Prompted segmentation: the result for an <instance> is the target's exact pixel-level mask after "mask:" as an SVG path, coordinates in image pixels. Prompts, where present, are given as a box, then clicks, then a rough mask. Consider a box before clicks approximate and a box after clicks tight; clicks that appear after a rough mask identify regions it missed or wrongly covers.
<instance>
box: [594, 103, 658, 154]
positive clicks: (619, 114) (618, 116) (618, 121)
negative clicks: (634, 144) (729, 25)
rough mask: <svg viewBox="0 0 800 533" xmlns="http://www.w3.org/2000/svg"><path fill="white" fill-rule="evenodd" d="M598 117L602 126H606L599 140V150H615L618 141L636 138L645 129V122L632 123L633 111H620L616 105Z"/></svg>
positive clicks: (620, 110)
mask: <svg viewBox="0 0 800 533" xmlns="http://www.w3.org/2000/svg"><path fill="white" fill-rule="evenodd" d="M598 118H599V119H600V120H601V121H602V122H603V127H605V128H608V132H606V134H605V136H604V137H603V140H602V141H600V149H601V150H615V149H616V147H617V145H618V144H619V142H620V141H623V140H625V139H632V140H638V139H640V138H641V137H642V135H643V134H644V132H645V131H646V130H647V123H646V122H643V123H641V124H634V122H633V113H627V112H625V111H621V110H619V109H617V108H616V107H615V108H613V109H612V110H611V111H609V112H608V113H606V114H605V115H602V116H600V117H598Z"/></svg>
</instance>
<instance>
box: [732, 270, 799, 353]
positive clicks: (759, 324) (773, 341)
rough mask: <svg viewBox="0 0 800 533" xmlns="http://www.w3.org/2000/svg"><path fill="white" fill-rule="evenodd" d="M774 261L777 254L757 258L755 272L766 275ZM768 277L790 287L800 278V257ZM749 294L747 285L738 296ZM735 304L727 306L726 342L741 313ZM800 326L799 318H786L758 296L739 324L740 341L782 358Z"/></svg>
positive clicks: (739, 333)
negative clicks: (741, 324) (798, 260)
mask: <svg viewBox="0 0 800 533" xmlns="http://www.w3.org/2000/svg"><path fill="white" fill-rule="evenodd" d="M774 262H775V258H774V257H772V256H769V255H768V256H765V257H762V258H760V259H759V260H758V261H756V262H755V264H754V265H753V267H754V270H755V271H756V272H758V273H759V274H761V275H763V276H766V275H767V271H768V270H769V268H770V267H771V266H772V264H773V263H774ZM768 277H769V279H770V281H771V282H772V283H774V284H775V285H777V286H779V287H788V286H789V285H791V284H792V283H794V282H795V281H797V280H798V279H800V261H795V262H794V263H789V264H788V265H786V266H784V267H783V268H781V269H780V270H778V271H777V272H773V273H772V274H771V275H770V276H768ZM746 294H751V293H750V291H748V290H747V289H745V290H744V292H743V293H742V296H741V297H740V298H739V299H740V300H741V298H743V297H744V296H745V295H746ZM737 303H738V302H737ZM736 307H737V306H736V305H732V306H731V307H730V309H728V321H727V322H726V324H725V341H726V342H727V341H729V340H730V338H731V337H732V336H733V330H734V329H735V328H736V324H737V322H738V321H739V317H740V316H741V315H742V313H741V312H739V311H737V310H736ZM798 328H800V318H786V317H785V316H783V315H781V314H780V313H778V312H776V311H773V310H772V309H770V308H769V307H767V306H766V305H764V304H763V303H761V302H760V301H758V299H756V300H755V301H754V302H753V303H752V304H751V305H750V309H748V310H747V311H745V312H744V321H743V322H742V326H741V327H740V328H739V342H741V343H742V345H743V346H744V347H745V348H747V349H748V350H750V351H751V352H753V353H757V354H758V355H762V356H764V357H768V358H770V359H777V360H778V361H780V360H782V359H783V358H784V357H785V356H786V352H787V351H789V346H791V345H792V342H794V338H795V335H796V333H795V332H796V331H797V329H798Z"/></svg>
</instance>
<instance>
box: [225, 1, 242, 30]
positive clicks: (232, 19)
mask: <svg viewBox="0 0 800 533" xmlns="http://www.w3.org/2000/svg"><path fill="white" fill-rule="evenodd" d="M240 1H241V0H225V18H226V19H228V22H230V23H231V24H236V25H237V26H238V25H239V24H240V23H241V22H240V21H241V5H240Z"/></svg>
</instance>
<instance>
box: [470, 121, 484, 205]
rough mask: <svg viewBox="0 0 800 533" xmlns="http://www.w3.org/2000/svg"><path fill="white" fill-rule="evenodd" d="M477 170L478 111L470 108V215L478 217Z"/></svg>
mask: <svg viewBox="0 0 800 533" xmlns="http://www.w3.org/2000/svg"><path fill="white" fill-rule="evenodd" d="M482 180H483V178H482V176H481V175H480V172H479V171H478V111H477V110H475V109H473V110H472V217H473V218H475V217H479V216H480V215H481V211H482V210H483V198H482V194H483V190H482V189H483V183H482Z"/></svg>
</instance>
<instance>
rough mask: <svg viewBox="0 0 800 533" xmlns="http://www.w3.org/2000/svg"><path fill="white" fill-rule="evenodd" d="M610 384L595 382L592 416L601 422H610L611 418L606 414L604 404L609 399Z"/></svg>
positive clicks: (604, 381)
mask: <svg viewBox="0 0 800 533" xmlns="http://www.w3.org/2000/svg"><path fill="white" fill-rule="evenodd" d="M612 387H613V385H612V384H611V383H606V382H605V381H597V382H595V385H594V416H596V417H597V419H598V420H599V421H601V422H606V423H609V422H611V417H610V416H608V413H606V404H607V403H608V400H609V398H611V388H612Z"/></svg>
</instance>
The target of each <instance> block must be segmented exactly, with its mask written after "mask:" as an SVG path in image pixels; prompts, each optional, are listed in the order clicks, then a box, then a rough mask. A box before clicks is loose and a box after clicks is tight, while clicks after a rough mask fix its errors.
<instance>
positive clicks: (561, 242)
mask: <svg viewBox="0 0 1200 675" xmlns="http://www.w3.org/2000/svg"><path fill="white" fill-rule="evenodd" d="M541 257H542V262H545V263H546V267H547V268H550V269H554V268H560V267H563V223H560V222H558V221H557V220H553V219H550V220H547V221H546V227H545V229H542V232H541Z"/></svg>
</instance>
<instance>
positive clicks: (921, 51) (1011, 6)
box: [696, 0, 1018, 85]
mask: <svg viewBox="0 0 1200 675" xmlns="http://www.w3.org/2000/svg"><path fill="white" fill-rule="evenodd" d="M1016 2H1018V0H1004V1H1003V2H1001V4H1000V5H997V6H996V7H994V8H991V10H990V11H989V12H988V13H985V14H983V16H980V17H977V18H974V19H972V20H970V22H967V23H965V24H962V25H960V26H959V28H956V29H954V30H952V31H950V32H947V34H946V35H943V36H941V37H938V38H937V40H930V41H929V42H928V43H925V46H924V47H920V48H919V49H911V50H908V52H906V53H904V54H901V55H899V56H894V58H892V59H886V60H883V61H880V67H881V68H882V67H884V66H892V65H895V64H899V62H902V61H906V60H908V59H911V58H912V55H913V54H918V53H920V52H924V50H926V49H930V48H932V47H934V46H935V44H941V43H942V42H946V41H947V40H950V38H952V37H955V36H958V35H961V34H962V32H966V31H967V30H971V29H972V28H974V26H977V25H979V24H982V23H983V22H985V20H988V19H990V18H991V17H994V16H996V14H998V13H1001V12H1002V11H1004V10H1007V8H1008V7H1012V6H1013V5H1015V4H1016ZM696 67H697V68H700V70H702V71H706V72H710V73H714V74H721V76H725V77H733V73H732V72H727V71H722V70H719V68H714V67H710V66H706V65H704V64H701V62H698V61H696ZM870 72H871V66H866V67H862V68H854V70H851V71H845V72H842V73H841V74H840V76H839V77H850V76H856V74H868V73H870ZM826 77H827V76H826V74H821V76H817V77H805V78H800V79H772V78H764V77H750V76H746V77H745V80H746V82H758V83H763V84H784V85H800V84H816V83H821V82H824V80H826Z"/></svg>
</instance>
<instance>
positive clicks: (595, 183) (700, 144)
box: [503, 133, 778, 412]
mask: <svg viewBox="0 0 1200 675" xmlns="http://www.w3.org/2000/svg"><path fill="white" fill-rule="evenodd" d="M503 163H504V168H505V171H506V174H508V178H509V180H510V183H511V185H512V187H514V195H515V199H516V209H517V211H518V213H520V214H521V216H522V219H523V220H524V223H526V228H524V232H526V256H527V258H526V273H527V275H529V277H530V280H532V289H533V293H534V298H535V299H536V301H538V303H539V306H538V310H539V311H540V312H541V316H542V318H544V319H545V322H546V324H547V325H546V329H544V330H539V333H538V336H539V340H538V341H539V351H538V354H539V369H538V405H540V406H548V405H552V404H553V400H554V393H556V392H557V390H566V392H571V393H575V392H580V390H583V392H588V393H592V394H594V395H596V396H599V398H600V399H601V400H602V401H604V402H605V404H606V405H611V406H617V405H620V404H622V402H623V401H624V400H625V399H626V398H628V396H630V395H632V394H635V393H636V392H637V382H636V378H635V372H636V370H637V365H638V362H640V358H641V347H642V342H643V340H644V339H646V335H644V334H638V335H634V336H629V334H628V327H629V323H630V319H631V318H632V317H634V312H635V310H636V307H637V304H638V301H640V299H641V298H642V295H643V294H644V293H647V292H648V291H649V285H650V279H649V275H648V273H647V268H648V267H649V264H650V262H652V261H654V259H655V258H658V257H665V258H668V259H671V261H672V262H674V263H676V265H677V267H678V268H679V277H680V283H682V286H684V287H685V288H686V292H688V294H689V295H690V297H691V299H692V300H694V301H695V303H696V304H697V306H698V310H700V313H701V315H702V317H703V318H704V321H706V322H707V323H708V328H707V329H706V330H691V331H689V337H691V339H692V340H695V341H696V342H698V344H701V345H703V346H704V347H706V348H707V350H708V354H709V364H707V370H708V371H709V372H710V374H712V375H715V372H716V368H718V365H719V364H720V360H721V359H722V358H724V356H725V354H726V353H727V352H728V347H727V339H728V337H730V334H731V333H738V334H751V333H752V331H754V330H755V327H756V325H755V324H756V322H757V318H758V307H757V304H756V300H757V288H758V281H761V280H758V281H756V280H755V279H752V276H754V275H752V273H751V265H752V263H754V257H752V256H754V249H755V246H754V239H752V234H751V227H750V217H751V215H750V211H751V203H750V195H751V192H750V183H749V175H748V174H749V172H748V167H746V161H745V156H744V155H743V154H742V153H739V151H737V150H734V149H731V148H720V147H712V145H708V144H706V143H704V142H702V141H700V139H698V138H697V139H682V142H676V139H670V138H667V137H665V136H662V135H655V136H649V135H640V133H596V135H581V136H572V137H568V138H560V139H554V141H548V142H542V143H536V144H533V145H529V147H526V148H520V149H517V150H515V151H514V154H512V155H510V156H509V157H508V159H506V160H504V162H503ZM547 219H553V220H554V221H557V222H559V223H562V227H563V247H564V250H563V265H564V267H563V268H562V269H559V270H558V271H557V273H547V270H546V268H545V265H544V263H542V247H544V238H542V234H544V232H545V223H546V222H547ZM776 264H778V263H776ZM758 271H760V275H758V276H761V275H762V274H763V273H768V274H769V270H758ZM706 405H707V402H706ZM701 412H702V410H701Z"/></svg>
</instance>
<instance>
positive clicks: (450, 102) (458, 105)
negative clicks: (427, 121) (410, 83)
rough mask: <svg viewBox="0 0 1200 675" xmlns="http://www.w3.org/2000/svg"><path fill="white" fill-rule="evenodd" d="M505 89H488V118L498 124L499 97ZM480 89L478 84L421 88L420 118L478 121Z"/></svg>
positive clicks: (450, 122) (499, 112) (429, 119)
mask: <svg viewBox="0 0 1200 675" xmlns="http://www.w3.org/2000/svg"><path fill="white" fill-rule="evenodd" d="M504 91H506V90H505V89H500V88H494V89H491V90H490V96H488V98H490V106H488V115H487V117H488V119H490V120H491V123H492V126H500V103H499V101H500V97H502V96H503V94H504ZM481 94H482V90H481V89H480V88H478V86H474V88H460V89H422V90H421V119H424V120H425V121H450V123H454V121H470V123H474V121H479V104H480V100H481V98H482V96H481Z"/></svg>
◆ ◆ ◆ ◆ ◆
#### GOAL OF THE EXERCISE
Scan the data above; copy every line where "target" appears.

#### THE COMPLETED TASK
Prompted segmentation: the result for an <instance> is the target's exact pixel-level mask after "mask:" as an SVG path, coordinates in image pixels. Prompts, where present, are given as a box, then clicks, then a rough mask. Consider a box before clicks approximate and a box after clicks tight; clicks that appear after a rough mask identify regions it missed or wrongly covers.
The target of each <instance> block must be segmented exactly, with its mask written after "mask:" as an SVG path in image pixels; prompts, each optional, are listed in the order clicks, then a box, then a rough mask. A box before clicks is loose and a box after clicks is tight, while clicks after a rough mask fix its errors.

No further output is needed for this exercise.